## Start Given records

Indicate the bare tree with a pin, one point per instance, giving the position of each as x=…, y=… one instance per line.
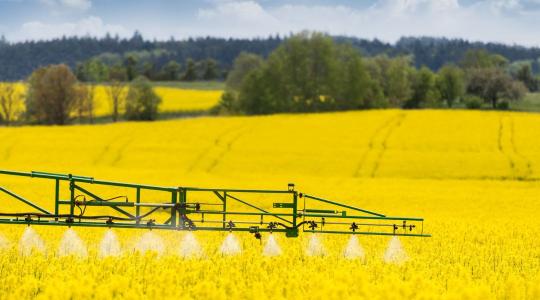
x=117, y=90
x=11, y=102
x=85, y=102
x=51, y=95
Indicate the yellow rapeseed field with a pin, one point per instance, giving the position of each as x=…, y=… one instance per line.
x=173, y=99
x=474, y=177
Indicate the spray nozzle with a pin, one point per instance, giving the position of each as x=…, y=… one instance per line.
x=272, y=226
x=231, y=225
x=353, y=227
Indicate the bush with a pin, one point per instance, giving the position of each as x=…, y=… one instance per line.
x=473, y=102
x=142, y=102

## End Given records

| Exercise |
Express each line of the listing above as a JSON list of strings, one string per line, with blank lines skipped. Leave the pictures out.

| The output |
[
  "Indicate the bare tree with a pin, one point per instance, giving the position of each as x=…, y=… one instance per line.",
  "x=117, y=90",
  "x=11, y=102",
  "x=85, y=102",
  "x=51, y=95",
  "Indicate the yellow rapeseed field with a pin, one point per instance, giving the position of each as x=…, y=… one instance per line.",
  "x=173, y=99",
  "x=474, y=177",
  "Indicate the spray nozzle with a pin, one point per instance, giving the position of each as x=…, y=… one instance per line.",
  "x=272, y=226",
  "x=231, y=225",
  "x=353, y=227",
  "Indicate the bush with a pin, one point per instance, giving the position of each as x=…, y=… one instance per line.",
  "x=473, y=102",
  "x=142, y=102"
]